▶ [What the task requires]:
Please count the lines in the entries below that contain the string "bbox". Case matters, and your reply should be the number alone.

▶ [Material to process]:
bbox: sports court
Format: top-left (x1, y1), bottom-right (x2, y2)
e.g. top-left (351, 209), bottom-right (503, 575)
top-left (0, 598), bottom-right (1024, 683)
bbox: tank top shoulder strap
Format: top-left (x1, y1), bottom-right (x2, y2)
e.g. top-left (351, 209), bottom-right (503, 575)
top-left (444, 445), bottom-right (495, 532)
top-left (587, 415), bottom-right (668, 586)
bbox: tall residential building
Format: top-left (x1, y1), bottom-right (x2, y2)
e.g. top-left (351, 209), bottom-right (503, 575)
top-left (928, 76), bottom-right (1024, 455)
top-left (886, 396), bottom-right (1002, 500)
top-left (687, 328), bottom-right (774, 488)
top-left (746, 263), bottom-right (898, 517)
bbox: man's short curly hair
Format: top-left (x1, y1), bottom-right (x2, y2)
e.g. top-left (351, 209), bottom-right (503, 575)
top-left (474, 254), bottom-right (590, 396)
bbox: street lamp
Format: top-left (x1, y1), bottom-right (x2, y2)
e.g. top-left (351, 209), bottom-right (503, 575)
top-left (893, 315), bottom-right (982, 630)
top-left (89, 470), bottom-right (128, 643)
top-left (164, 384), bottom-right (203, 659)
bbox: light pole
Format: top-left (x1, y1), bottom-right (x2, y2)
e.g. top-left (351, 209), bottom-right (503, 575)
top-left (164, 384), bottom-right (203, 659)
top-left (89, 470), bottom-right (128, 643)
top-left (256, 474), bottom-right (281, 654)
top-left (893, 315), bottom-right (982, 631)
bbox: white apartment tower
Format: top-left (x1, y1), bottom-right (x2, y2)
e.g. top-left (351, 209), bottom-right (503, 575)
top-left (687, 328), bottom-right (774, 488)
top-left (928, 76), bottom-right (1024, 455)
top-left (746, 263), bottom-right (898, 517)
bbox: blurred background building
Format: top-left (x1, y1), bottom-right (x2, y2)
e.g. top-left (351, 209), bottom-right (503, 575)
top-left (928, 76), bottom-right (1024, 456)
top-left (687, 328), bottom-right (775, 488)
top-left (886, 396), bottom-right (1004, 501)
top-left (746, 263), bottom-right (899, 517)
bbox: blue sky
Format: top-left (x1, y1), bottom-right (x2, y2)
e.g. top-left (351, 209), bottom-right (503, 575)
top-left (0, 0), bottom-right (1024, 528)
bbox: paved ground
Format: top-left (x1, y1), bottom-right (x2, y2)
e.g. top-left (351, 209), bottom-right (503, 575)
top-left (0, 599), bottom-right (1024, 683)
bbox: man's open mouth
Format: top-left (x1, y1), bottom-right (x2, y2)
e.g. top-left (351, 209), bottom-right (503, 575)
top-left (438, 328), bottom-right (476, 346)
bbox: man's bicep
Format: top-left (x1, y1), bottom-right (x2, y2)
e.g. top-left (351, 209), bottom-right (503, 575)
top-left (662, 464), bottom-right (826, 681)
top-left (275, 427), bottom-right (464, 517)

▶ [Reply to the task]:
12